* **What you need to do**
Calculate how many lines of the data hold "instance". The answer consists of that number only.

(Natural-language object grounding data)
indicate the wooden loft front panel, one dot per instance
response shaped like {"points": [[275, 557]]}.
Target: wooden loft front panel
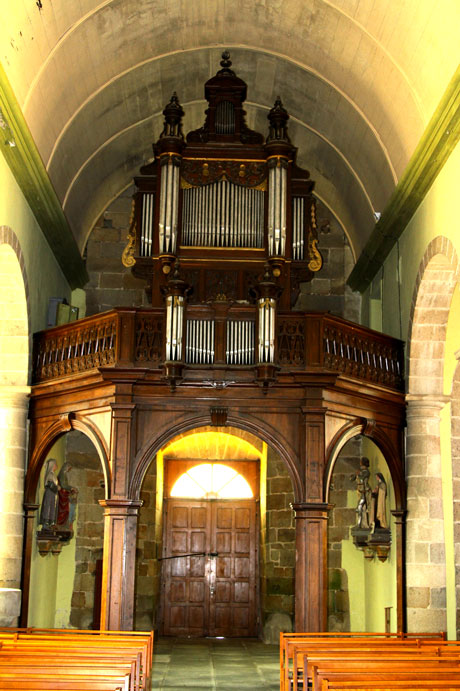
{"points": [[104, 375], [223, 231]]}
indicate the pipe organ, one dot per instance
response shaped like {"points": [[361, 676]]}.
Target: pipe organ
{"points": [[223, 216]]}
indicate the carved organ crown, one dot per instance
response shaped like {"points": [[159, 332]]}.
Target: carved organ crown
{"points": [[223, 217]]}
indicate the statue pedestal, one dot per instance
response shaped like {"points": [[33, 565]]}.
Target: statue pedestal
{"points": [[10, 606]]}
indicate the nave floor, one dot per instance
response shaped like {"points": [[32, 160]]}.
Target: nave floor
{"points": [[204, 664]]}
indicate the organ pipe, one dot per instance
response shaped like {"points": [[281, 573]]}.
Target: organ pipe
{"points": [[223, 214], [277, 200], [169, 203], [174, 327]]}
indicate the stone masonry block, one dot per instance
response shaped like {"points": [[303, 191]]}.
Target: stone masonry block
{"points": [[418, 597]]}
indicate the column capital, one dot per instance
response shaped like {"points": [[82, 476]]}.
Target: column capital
{"points": [[15, 396], [121, 507], [312, 509], [425, 405]]}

* **Solved problem**
8